(Labeled-object pointing items)
— START —
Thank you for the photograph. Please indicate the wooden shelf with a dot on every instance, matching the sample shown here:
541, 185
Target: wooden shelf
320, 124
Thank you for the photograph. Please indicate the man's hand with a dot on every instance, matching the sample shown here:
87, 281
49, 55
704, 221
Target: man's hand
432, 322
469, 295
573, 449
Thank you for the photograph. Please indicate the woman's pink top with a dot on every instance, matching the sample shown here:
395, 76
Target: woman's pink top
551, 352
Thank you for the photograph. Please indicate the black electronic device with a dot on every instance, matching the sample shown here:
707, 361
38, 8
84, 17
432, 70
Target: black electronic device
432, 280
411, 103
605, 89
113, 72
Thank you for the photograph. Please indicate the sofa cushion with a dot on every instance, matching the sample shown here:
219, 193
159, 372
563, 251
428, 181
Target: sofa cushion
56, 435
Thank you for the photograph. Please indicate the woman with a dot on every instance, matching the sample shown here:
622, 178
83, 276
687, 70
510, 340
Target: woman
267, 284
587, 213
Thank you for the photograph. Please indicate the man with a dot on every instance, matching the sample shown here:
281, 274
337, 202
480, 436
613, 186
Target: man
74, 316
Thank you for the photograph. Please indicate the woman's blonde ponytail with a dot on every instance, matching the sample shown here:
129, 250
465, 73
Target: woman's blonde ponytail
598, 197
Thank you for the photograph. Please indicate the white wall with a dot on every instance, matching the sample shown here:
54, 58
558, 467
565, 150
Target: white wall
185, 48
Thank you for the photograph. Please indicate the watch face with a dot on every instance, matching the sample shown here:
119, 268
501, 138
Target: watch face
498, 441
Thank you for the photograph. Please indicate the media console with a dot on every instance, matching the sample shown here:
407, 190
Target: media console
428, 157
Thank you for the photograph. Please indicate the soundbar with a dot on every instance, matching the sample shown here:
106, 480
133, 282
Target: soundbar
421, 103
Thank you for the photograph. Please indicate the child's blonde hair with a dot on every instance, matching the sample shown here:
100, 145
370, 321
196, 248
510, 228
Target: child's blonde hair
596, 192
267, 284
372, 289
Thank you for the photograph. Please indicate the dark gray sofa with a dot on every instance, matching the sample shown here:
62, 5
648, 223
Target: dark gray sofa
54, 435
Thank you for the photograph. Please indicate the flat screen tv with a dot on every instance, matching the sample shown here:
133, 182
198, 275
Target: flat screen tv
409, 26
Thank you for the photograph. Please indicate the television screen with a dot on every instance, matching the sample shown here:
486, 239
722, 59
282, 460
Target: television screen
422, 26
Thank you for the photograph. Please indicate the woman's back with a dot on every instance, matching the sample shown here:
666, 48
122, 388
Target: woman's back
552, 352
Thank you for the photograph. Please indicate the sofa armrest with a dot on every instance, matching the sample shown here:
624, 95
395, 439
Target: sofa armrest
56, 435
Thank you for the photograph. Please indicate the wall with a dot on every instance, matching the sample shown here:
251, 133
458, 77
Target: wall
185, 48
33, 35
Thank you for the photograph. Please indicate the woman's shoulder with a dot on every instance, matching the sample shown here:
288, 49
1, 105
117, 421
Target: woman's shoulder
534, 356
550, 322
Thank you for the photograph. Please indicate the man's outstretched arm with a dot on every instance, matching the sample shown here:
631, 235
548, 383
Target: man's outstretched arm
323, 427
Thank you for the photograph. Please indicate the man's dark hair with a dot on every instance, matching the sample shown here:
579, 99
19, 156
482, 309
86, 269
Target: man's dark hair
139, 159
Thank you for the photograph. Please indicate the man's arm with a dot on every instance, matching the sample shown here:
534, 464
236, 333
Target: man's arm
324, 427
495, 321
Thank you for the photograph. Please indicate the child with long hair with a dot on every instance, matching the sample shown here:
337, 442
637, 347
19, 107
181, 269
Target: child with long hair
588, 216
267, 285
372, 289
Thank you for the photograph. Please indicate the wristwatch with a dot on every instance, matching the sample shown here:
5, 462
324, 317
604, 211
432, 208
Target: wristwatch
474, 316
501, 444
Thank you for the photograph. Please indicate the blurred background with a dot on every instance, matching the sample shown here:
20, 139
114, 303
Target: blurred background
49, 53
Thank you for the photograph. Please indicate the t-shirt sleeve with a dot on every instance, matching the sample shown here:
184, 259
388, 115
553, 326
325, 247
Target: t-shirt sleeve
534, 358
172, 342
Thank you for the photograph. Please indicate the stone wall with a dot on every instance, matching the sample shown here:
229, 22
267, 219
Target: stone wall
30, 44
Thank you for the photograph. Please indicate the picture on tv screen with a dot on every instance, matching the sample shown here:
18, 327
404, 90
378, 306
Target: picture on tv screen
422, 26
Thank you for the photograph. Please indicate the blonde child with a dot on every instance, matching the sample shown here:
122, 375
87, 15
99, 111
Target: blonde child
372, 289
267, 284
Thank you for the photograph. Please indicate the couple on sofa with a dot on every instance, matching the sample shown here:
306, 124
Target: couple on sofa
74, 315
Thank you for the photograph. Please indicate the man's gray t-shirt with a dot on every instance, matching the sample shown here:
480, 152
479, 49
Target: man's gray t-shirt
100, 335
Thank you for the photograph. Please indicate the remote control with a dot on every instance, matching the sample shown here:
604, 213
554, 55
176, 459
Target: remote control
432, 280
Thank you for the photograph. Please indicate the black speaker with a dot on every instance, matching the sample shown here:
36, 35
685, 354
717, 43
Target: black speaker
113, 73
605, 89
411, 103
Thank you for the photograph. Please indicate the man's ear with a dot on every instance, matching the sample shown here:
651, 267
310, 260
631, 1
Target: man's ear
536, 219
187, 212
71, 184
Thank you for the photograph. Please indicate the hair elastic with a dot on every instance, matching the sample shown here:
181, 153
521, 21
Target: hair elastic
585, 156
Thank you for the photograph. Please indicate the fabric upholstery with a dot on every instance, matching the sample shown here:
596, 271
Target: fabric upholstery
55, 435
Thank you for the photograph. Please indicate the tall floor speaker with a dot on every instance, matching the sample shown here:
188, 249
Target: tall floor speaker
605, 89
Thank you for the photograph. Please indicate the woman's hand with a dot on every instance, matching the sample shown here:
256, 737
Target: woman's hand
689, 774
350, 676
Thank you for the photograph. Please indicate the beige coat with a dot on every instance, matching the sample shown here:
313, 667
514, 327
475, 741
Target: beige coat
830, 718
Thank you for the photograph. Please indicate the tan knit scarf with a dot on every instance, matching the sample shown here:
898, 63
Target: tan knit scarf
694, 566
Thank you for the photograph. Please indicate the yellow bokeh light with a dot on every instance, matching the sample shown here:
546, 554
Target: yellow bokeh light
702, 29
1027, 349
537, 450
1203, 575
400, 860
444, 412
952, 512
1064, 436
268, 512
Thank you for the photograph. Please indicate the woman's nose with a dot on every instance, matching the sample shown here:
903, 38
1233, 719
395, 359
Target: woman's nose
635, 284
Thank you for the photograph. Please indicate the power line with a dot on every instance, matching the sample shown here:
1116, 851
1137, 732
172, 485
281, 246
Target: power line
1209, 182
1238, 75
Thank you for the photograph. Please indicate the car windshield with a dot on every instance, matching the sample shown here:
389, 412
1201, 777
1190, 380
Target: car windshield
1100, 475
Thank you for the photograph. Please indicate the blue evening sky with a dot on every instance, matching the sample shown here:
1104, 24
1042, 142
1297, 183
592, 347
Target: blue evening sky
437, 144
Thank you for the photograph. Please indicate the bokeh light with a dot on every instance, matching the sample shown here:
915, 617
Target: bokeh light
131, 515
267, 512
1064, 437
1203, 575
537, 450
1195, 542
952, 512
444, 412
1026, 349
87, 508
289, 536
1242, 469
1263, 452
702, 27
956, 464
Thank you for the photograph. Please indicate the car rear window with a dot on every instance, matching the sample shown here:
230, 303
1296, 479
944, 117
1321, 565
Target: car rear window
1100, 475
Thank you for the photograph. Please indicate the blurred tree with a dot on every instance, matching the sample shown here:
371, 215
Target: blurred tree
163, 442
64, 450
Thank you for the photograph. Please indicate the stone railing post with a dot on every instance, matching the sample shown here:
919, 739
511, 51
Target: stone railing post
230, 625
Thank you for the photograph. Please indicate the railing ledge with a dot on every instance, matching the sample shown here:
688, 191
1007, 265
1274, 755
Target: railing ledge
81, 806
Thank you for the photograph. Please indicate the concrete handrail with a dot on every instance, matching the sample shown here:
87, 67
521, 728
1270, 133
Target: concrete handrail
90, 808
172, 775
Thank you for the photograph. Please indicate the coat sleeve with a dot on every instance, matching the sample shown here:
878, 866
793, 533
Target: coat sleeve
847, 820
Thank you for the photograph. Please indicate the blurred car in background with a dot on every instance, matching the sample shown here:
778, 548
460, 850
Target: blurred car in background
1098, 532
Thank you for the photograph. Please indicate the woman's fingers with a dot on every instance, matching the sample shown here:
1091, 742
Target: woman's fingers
— END —
Work required:
Reproduce, without any change, every line from the one containing "Thank you for the photograph. Please indicate the railing" through the last line of the items, including both ends.

Task output:
Thank you for the photograph. Please indicate the railing ledge with a dot on every instance, matching the sample shown here:
688, 191
1007, 265
1274, 755
Target: railing ledge
81, 806
Thank you for the photograph. Please indicate the concrete handrail with a dot on every instance, matching the sample shown here:
87, 67
521, 728
1270, 133
Target: concrete handrail
90, 808
172, 775
Thank you for the photograph. Please indicate the coat sleeve with a dot on every instance, matching the sample shown here:
878, 866
793, 533
Target: coat sleeve
847, 820
Thank you for the photograph. Please indicate the blurred car in background with a dot on every instance, matching the sample shown here:
778, 548
460, 850
Target: blurred car in background
1098, 532
Thank you for the photograph. Please indicate the woman's fingers with a dot on every instance, matching the sample shown here:
1091, 742
Target: woman's fingers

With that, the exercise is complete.